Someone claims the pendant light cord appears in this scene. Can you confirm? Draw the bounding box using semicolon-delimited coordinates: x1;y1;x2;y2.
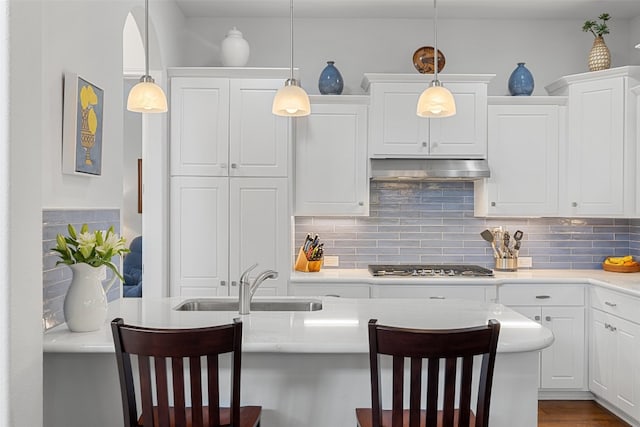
144;0;149;76
288;0;293;80
432;0;438;82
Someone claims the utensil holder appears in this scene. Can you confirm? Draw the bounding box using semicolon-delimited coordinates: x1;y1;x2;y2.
495;258;518;271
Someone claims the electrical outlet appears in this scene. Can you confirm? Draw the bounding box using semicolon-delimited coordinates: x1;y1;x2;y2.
518;256;533;268
324;255;340;267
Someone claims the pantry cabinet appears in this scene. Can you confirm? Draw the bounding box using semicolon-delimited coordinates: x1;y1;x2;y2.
170;77;289;177
170;177;290;297
589;288;640;420
498;284;586;390
294;96;369;216
474;96;567;216
546;66;640;216
362;73;494;159
169;68;291;296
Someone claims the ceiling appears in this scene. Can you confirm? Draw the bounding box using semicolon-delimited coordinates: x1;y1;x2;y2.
175;0;640;20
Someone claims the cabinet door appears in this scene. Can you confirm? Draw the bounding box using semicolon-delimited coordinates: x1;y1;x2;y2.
369;81;430;157
483;105;560;216
170;177;229;296
295;103;369;216
429;82;487;159
610;316;640;419
170;77;229;176
541;307;585;389
229;79;289;177
229;178;291;295
589;310;615;400
566;78;629;215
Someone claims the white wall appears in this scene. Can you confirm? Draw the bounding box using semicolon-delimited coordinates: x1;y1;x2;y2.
184;18;640;95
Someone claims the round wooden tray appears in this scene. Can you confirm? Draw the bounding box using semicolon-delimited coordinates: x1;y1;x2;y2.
602;262;640;273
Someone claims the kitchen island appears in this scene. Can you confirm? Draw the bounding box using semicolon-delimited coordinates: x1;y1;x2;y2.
44;297;553;427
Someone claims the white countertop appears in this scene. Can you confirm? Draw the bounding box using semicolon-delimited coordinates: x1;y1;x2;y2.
43;297;553;353
291;268;640;297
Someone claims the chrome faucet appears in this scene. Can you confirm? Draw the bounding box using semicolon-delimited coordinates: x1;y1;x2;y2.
238;263;278;314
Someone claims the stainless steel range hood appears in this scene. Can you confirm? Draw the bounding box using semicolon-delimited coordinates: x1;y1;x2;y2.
371;159;490;181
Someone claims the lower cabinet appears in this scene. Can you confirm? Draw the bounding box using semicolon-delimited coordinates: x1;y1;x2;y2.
290;281;369;298
589;289;640;420
499;284;586;390
170;177;291;297
371;285;486;301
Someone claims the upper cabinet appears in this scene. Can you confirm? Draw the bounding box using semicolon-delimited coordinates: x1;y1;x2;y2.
475;96;567;216
362;73;494;159
170;69;289;177
294;95;369;216
546;67;640;216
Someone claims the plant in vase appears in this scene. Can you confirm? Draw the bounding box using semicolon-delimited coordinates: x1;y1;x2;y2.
53;224;129;332
582;13;611;71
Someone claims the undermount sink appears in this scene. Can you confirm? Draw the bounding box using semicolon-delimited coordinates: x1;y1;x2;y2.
174;298;322;311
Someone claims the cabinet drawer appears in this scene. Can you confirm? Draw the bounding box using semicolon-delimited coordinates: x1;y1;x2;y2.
292;283;369;298
371;285;485;301
498;285;584;306
590;286;640;323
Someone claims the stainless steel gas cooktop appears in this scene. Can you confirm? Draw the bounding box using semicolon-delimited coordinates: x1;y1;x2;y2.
369;264;493;277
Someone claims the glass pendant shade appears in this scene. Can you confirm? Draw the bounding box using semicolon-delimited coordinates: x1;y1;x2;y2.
127;79;167;113
416;85;456;117
272;80;311;117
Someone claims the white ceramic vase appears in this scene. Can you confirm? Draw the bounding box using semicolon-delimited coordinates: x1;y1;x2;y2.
63;263;117;332
220;27;249;67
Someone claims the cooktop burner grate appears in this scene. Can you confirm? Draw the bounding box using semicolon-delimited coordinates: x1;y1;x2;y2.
369;264;493;277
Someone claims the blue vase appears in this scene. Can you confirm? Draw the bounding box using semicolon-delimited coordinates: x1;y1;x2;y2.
318;61;344;95
509;62;533;96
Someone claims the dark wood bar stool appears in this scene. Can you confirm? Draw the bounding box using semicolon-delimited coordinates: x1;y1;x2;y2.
111;318;262;427
356;319;500;427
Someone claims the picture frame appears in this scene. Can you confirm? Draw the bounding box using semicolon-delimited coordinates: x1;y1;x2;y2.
62;73;104;176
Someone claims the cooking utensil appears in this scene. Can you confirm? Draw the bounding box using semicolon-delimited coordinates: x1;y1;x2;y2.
480;230;501;258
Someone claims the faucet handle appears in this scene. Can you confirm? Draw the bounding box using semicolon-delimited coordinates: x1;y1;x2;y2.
240;262;258;284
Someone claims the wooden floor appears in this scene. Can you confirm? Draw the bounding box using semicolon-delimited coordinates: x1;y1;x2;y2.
538;400;629;427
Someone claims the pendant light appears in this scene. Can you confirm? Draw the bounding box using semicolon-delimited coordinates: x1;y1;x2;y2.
416;0;456;118
127;0;167;113
272;0;311;117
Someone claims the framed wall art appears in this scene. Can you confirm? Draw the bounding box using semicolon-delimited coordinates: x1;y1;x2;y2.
62;73;104;175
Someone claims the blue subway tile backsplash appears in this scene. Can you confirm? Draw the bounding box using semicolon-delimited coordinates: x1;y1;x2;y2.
295;181;640;269
42;209;121;330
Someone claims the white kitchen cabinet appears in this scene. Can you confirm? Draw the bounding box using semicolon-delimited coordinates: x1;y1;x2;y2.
589;288;640;421
294;96;369;216
170;177;290;296
371;285;486;301
474;96;567;216
546;67;640;216
362;73;494;159
291;281;369;298
498;284;586;390
170;71;289;177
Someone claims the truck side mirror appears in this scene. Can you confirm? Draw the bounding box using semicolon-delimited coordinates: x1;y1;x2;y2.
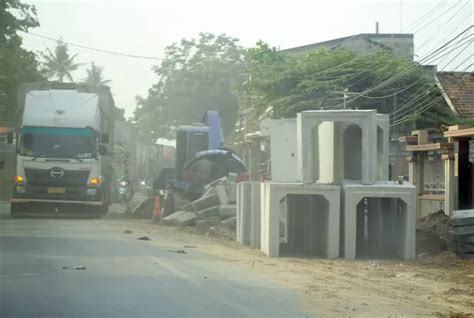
7;132;13;144
99;145;109;156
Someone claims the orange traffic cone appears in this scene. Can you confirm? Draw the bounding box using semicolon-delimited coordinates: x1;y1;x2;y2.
153;195;161;221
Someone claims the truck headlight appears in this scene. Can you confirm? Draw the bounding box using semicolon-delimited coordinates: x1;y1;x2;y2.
14;176;25;184
16;186;26;193
89;177;102;186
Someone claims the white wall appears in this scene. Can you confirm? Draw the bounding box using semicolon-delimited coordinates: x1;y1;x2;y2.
270;118;296;182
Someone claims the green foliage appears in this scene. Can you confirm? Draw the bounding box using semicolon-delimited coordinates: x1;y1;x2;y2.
42;40;81;82
0;0;43;121
241;42;455;129
134;33;243;139
82;62;110;86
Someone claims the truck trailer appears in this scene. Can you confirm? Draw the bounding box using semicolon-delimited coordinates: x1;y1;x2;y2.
10;82;115;216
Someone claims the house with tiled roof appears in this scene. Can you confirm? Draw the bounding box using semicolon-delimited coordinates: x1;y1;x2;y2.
280;33;414;60
435;72;474;119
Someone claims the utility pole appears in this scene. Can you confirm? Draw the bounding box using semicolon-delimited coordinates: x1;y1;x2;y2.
344;88;349;109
_ _ _ _ _
Find every line in the listing above that contains the string "utensil" and copy each one in full. The match is case-sensitive.

Someone claims the utensil holder appears in this scene. Can you confirm? Draw the bounding box using semicolon-delimited coordinates: x1;y1;x2;y2.
Someone claims the cooking utensil appears in this scene. Can you confirm? Draw the bounding box using semicolon-delimited coordinates: x1;y1;x2;y2.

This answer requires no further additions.